Extract
··········

If (the hypothesis and) these two equivalent conditions (A) and (B) hold, then $\sigma_n^2 = n \cdot h(n)$ for some function $h(t),\ t \in(0, \infty)$ which is slowly varying as $t \to\infty$.

Here $S_n := X_1 + X_2 + \dots+ X_n$; and $\Rightarrow$ denotes convergence in distribution. The assumption $ES_n^2 \to\infty$ is needed here in order to avoid trivial $\alpha$-mixing (or even 1-dependent) counterexamples in which a kind of “cancellation” prevents the partial sums $S_n$ from “growing” (in probability) and becoming asymptotically normal.

In the context of Theorem 1, if one wants to obtain asymptotic normality of the partial sums (as in condition (B)) without an explicit uniform integrability assumption on the partial sums (as in condition (A)), then as an alternative, one can impose a combination of assumptions on, say, (i) the (marginal) distribution of $X_0$ and (ii) the rate of decay of the numbers $\alpha(n)$ to 0 (the “mixing rate”). This involves a “trade-off”; the weaker one assumption is, the stronger the other has to be. One such CLT of Ibragimov in 1962 involved such a “trade-off” in which it is assumed that for some $\delta> 0$, $E|X_0|^{2 + \delta} < \infty$ and $\sum_{n=1}^\infty[\alpha(n)]^{\delta/(2 + \delta)} < \infty$. Counterexamples of Davydov in 1973 (with just slightly weaker properties) showed that that result is quite sharp. However, it is not at the exact “borderline”. From a covariance inequality of Rio in 1993 and a CLT (in fact a weak invariance principle) of Doukhan, Massart, and Rio in 1994, it became clear that the “exact borderline” CLTs of this kind have to involve quantiles of the (marginal) distribution of $X_0$ (rather than just moments). For a generously detailed exposition of such CLTs, see [Br, v1, Chapter 10]; and for further related results, see also Rio [Ri].

Under the hypothesis (first sentence) of Theorem 1 (with just finite second moments), there is no mixing rate, no matter how fast (short of $m$-dependence), that can insure that a CLT holds. That was shown in 1983 with two different counterexamples, one by the author and the other by Herrndorf. See [Br, v1&3, Theorem 10.25 and Chapter 31].

··········

Supplied information
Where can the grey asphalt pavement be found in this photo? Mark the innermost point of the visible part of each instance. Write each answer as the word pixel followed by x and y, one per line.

··········

What you will do
a: In the extract, what did Davydov's 1973 counterexamples show about Ibragimov's 1962 result?
b: Copy the passage of the extract that runs from "Under the hypothesis" up to and including "and Chapter 31].".

Replies
a: They showed that the result is quite sharp.

b:
Under the hypothesis (first sentence) of Theorem 1 (with just finite second moments), there is no mixing rate, no matter how fast (short of $m$-dependence), that can insure that a CLT holds. That was shown in 1983 with two different counterexamples, one by the author and the other by Herrndorf. See [Br, v1&3, Theorem 10.25 and Chapter 31].